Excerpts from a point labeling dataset
★ ★ ★ ★ ★

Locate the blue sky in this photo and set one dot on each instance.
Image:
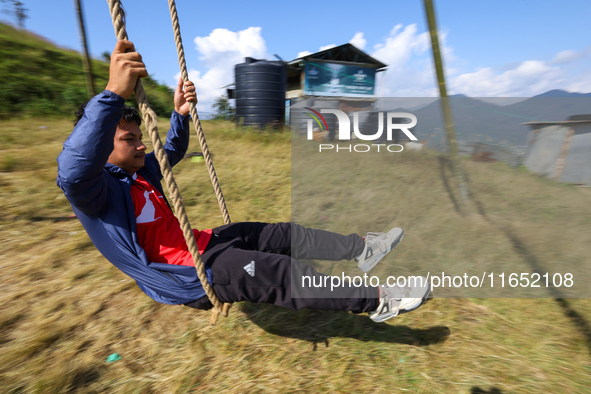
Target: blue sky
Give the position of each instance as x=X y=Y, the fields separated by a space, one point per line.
x=515 y=48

★ ★ ★ ★ ★

# EXERCISE PROMPT
Convert the lines of the records above into a Markdown table with the columns Row and Line, numbering each line in Row and skipping blank lines. Omit the pictures from the table.

# FULL RESPONSE
| Row | Line |
|---|---|
| 1 | Locate the blue sky in this photo and set one dot on each instance. |
| 2 | Image: |
| 3 | Target: blue sky |
| 4 | Give the position of each instance as x=X y=Y, the fields separated by a space, one point per line. |
| 5 | x=515 y=48 |